[[ DOCUMENT EXCERPT, beginning ]]

Milwaukee County is getting ready to turn a longtime home for death investigations into a place where people actually live. The county has officially listed the Office of the Medical Examiner’s downtown building at 933 W. Highland Ave for redevelopment, inviting proposals that lean hard into housing and standout design.

Officials will review offers on a rolling basis, with an initial proposal deadline of May 26, 2026. The sale comes as the Medical Examiner’s team prepares to leave downtown for a new purpose-built forensic science center in Wauwatosa.

What's for sale

The county is marketing the 1.07-acre site at 933 W. Highland Ave, currently home to a one-story, 58,000-square-foot building that dates back to 1931 and once formed part of the St. Anthony Hospital complex. Redevelopment proposals are expected to emphasize high-density or affordable housing, strong architectural design, financial feasibility, and equity, according to Urban Milwaukee.

Building and caseload

Public property records list Milwaukee County as the owner of the site and peg the lot size at about 1.07 acres, per LoopNet.

The Medical Examiner’s workload helps explain why the county is investing in a modern facility. The office’s 2024 annual report shows it accepted 2,174 cases and performed 1,269 autopsies that year, according to the Milwaukee County Medical Examiner Annual Report 2024.

Where the office is going

The Medical Examiner is heading to the Center for Forensic Science and Protective Medicine at the Milwaukee Regional Medical Center in Wauwatosa, a four-story, 212,000-square-foot building that will also house the county’s Office of Emergency Management and the Wisconsin Department of Justice’s Milwaukee Crime Lab.

[[ DOCUMENT EXCERPT, end ]]

▸ **TASKS TO CARRY OUT**
(a) Using the article on the Milwaukee County Medical Examiner building sale, say whether each statement agrees with it: (i) the building at 933 W. Highland Ave dates back to 1931; (ii) the office performed 2,174 autopsies in 2024; (iii) the new center in Wauwatosa is a four-story building. Answer yes or no for each and quote the words from the article that decide it.
(b) Pick up the article on the Milwaukee County Medical Examiner building sale where it stops, and keep writing.
The entries have nothing to do with this.

[[ EXTRACTED ENTRIES, beginning ]]

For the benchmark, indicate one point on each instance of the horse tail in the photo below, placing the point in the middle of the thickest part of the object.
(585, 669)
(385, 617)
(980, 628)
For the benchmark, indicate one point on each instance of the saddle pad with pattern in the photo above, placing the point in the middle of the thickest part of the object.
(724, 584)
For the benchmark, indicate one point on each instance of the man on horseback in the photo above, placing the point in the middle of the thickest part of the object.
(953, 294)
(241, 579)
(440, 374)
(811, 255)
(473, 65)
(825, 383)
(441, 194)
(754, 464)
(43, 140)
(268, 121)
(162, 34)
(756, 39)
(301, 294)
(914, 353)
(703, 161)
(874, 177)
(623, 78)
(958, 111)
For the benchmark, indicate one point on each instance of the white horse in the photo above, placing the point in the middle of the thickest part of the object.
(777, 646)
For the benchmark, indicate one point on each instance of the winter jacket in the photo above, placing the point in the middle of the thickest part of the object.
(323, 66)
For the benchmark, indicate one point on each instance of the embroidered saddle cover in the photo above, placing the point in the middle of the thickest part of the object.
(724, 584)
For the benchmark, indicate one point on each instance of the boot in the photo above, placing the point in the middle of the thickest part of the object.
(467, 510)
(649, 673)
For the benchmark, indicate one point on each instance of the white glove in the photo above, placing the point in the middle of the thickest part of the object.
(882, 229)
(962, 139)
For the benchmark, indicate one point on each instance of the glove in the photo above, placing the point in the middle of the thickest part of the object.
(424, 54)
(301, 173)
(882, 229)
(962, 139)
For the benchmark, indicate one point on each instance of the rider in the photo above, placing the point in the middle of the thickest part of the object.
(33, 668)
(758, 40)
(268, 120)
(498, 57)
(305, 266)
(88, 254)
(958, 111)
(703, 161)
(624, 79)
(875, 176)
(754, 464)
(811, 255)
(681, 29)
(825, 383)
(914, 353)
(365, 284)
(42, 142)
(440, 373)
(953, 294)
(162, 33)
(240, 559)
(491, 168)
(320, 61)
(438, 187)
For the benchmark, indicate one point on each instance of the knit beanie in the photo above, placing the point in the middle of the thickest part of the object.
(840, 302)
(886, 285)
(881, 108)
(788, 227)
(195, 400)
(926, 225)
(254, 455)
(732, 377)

[[ EXTRACTED ENTRIES, end ]]

▸ **REPLIES**
(a)
(i) Yes: "dates back to 1931"
(ii) No: "accepted 2,174 cases and performed 1,269 autopsies that year"
(iii) Yes: "a four-story, 212,000-square-foot building"

(b)
The project carries a price tag above $233 million, with the county’s share at roughly $120 million, according to the Daily Reporter. Contractors told the outlet that work was on schedule to wrap up in spring 2026, with full occupancy expected by June.

What developers should know

County Executive David Crowley’s office is pitching the downtown sale as a way to leverage county real estate to pull in private investment while staying aligned with the city’s Downtown Area Plan. Officials have asked that proposals clearly demonstrate equity and inclusion efforts.

Bids for the Highland Avenue property will be reviewed on a rolling basis, with that first key deadline set for May 26, 2026, according to Urban Milwaukee.

Downtown development climate

There is a catch for anyone eyeing the property. Developers are staring down construction and financing costs that have already slowed or sidelined other downtown efforts.

Several major projects in the city’s core have been delayed or paused in recent months because of those pressures, local coverage from the Daily Reporter notes. Anyone pitching a bold new life for 933 W. Highland Ave will have to make the numbers work in that reality.